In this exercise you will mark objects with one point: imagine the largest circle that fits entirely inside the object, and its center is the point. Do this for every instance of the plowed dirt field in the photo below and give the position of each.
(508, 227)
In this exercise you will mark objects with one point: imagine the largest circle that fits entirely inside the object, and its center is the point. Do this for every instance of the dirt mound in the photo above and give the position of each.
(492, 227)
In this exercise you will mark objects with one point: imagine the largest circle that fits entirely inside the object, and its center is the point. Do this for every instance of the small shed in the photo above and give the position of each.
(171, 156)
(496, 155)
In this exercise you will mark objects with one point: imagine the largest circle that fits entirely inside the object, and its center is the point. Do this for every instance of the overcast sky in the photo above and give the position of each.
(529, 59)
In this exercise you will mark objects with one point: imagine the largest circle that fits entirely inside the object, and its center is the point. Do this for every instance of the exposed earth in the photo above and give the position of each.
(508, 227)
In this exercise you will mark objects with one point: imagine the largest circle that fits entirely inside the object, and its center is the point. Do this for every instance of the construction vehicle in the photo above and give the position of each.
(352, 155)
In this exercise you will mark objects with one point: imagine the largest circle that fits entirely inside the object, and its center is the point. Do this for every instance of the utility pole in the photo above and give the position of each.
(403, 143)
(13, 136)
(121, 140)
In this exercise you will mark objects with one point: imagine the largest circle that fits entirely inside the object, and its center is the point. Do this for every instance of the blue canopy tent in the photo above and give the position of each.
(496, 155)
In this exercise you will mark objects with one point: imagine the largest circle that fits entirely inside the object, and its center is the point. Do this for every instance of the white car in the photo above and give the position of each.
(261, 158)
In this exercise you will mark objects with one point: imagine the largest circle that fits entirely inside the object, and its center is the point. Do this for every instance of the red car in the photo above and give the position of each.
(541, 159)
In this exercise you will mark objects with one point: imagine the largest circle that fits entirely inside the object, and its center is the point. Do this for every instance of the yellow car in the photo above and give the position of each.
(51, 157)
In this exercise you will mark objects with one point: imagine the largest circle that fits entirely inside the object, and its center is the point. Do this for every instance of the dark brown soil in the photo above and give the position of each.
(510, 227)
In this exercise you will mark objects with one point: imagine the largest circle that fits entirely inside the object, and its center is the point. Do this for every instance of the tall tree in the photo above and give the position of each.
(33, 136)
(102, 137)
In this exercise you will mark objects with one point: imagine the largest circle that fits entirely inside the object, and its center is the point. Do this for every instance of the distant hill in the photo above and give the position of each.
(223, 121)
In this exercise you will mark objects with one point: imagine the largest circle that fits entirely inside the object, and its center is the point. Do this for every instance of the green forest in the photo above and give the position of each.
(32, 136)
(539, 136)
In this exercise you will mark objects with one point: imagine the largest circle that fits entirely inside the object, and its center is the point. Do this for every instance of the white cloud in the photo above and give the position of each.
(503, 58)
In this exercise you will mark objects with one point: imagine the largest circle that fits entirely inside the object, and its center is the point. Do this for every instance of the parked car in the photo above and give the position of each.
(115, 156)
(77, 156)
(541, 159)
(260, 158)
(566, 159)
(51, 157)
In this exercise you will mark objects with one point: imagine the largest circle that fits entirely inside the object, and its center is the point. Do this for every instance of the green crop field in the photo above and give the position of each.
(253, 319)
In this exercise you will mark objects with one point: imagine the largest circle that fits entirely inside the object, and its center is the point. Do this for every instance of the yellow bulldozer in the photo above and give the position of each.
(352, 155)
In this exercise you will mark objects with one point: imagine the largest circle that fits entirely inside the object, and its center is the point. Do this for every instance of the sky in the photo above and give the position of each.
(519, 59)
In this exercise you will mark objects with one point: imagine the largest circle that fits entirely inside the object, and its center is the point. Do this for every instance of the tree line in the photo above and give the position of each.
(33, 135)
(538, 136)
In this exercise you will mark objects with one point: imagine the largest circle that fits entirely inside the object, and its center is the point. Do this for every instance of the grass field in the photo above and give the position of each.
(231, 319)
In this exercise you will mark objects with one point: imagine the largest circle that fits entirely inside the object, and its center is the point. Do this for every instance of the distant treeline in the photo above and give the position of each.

WHAT TO PRODUCE: Each line of the material should be returned exactly as it stands.

ANSWER BOX:
In this exercise you will mark objects with one point: imagine the largest circle that fits entirely inside the object, and its center is the point. Do this for every instance of the plowed dirt field in the photo below and give the position of each.
(508, 227)
In this exercise you will mark objects with one point: imagine the largest circle that fits entirely inside the object, and its center is the point. Do this for every instance of the dirt mound in the photo above and give the position of each.
(492, 227)
In this exercise you will mark objects with one point: imagine the largest circle that fits entirely inside the object, and its center is the point. Do this for every instance of the small shed in the photo above and give the position of each.
(171, 156)
(496, 155)
In this exercise you will mark objects with one point: imagine the largest circle that fits entirely inside the object, and its center is the point. Do this for every instance of the overcast sky in the photo above and give the position of each.
(529, 59)
In this exercise you will mark objects with one point: imagine the largest circle that fits entirely inside the object, and its center is the point. Do this for every instance of the exposed earth in the photo above and give the position of each.
(508, 227)
In this exercise you will mark objects with one point: imagine the largest circle that fits entirely inside the object, and its center is the point. Do this for every instance of the construction vehicle in the photo above and give the position of each.
(352, 155)
In this exercise you will mark objects with one point: imagine the largest circle that fits entirely inside the object, and its center is the point. Do this for every instance of the utility pole in the photo above and give the position of each.
(403, 143)
(13, 136)
(121, 140)
In this exercise you will mark objects with one point: imagine the largest circle that fits entirely inside the object, and its center is the point. Do this for every instance of the blue canopy tent in the photo above and give the position of each.
(496, 155)
In this exercise you will mark objects with one point: imagine the largest circle that fits entirely inside the object, and its center is the point. Do this for every instance of the white car in the photo above and give the position of each.
(261, 158)
In this exercise you will mark objects with one point: imagine the largest circle that fits entirely inside the object, and its center is the point. Do this for every instance of the red car in the photo above and give the position of each.
(541, 159)
In this exercise you will mark objects with one point: imagine the largest circle that fits entirely inside the object, and its center is the point. Do this for every instance of the yellow car in the photo above and give the position of each.
(51, 157)
In this exercise you will mark objects with one point: imagine the largest circle that fits entirely inside the object, and its center is the point. Do this for every instance of the dark brown soil in the photo above and give the position of each.
(510, 227)
In this exercise you will mark objects with one point: imagine the largest circle that fits entirely inside the object, and its center is the point. Do this for every instance of the tall tree in the photo above and give the position of each.
(33, 136)
(102, 137)
In this exercise you will mark objects with one point: imagine the largest circle that fits entirely inside the object, and its center is the point. Do this for every instance of the distant hill in the photo above and give the position of each.
(223, 121)
In this exercise you will mark objects with one point: imagine the largest circle that fits entirely inside the object, and its center is the point. Do this for every instance of the green forest in the photo above and give the position of each.
(32, 136)
(539, 136)
In this exercise you will mark objects with one point: imagine the largest circle that fits entirely inside the object, and its center is the point. Do this for every instance of the white cloud in the photo above and give the position of each.
(503, 58)
In this exercise you will mark objects with one point: imagine the largest circle that fits entirely inside the object, and its center is the point. Do this for every instance of the parked car in the photo above and give the position of each.
(115, 156)
(77, 156)
(541, 159)
(260, 158)
(566, 159)
(51, 157)
In this exercise you will mark objects with one point: imagine the largest circle that fits entirely inside the object, and its center is the point. Do this for every instance of the green crop field in the photo above and give the position of each.
(253, 319)
In this exercise you will mark objects with one point: imagine the largest circle that fits entirely inside the object, and its center is the point. Do this for every instance of the yellow bulldozer in the photo above and give the position of each.
(352, 155)
In this exercise you will mark objects with one point: imagine the largest circle that fits entirely inside the object, and its center is the point. Do this for every instance of the sky in the photo above and give the position of each.
(519, 59)
In this exercise you will mark objects with one point: imagine the largest circle that fits entirely inside the object, and its center is the point. Do this for every instance of the tree line in the photo above and give the position of each.
(33, 135)
(538, 136)
In this exercise you will mark objects with one point: imagine the largest circle that fits entirely inside the object, and its center is the point. Do this for every instance of the grass field in the photo above and give the position of each.
(231, 319)
In this exercise you will mark objects with one point: imagine the largest circle that fits entirely inside the object, and its center is the point. Do this for every instance of the distant treeline in the photo above and give the position of each.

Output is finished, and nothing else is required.